_Selection_

··········

# which mitre saw do you guys prefer?



## fr8train (Jul 17, 2007)

Hey all,

I'm looking at getting a new mitre saw. I was looking at either the DW703 or the 713, from what I can tell, they are basically the same saw, even look identical. I know the 713 is the replacement for the 703. 

Anyone know what the changes were, and do they warrant the few extra bucks? I've been seeing the 703 everywhere for about 30 bucks less.

Any opinions would be appreciated.

PS, I'm not dead set on either saw, just seems to be a good deal.

Mike


----------



## WilsonRMDL (Sep 4, 2007)

I've used the dewalt 12" sliders and love them. not sure if thats what your talking about. The only dewalt miter saw i ever had a problem with was the 12" with the deep throat capacity. It just didnt seem to have as much power as the other dewalt models for some reason. You might want to look into makita or hitachi sliders, they're lighter and really smooth. I'm talking about the 10" models, not the 12" with all the gadgets on it that weighs 100 lbs.


----------



## Jengle (Jan 13, 2007)

*Rigid Slider*

check out the Rigid 12" compound DUAL slider. I did a mess of Tommy Bahama stores in 2004 and we just fetched on up as soon as we hit town. The caddy is as good as any out there too. THe saw is powerful, fast to adjust, and I aint never seen a rigid tool in the shop unlike my what? Milwaulkee, Porter-Cable and Bosch tools.

MS1290LZ is the model number with the laser. I don't care much for the light show though.


----------



## JumboJack (Aug 14, 2007)

Jengle said:


> check out the Rigid 12" compound DUAL slider. I did a mess of Tommy Bahama stores in 2004 and we just fetched on up as soon as we hit town. The caddy is as good as any out there too. THe saw is powerful, fast to adjust, and I aint never seen a rigid tool in the shop unlike my what? Milwaulkee, Porter-Cable and Bosch tools.

··········

_Stated problem_
Answer these questions about the miter saw thread:
(a) Which model is the 713 a replacement for, according to the first post?
(b) Which two brands of sliders does WilsonRMDL suggest looking into?
(c) What model number does Jengle give for the Rigid saw with the laser?

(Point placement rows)
··········

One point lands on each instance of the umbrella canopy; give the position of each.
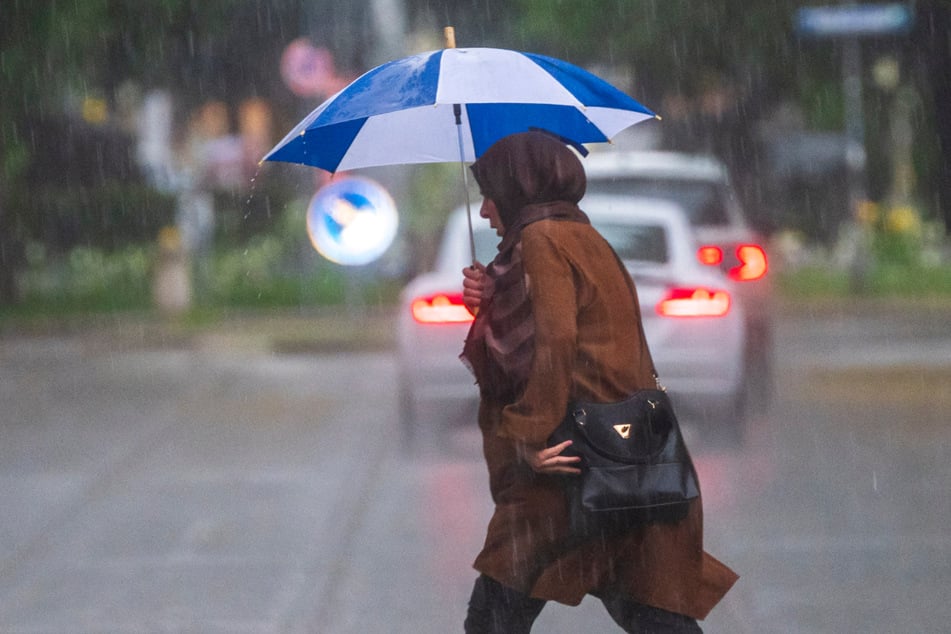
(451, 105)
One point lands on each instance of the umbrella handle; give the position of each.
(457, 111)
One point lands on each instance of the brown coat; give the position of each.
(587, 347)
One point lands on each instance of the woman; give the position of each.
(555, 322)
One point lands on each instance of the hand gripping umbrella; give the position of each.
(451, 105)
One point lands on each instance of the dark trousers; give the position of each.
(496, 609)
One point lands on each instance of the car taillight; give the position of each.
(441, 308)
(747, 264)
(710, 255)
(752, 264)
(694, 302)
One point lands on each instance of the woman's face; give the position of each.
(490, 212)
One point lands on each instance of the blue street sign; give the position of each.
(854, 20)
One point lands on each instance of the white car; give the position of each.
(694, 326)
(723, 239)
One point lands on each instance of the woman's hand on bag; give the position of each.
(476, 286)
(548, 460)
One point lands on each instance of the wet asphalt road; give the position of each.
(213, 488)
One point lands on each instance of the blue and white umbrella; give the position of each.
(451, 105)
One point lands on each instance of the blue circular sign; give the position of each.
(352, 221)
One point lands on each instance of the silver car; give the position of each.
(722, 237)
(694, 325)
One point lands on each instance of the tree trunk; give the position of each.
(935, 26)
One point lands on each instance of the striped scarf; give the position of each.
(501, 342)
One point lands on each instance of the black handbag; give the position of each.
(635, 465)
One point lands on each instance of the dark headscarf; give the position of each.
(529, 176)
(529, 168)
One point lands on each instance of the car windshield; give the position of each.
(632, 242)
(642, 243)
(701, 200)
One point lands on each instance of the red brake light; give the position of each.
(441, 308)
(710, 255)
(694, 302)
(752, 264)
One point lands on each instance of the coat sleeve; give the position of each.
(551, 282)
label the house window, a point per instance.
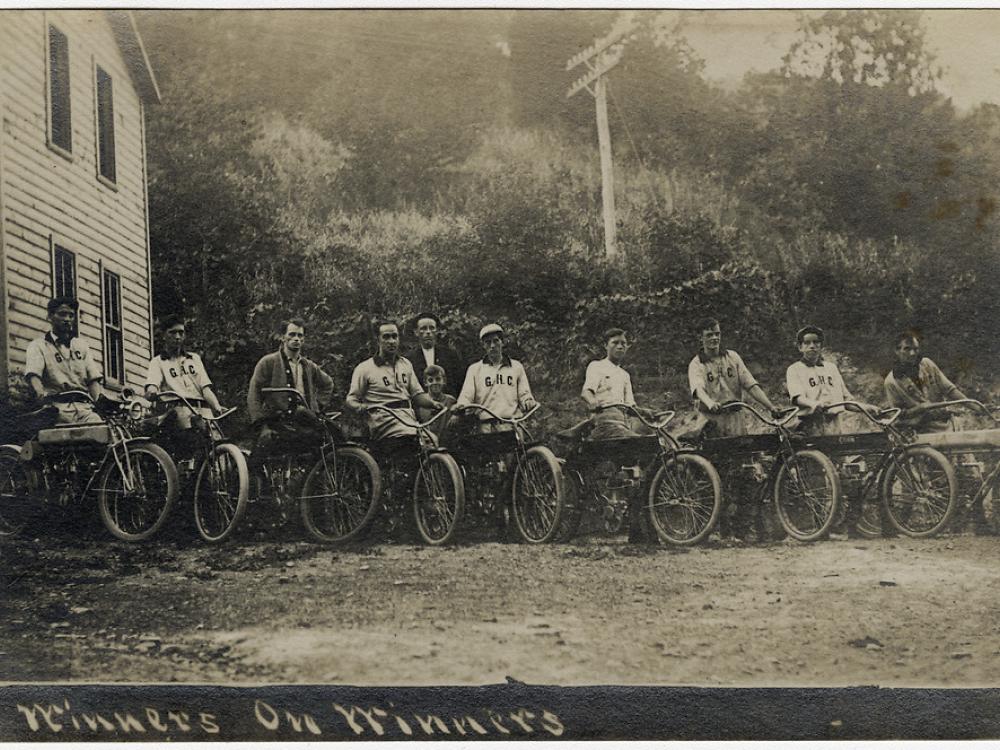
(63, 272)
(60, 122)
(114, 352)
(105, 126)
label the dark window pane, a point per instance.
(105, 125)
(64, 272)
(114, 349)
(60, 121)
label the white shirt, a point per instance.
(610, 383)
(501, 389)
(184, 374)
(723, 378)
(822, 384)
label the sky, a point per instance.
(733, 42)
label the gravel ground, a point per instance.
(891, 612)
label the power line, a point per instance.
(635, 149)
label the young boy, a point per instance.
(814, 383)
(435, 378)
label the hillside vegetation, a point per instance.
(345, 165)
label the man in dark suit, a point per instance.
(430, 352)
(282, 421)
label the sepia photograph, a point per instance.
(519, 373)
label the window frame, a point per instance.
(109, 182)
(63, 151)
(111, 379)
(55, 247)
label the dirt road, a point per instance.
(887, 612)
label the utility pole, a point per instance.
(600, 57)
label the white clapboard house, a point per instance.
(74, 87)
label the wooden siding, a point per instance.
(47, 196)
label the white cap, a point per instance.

··········

_Response to this task_
(a) The DW703.
(b) Makita and Hitachi.
(c) MS1290LZ.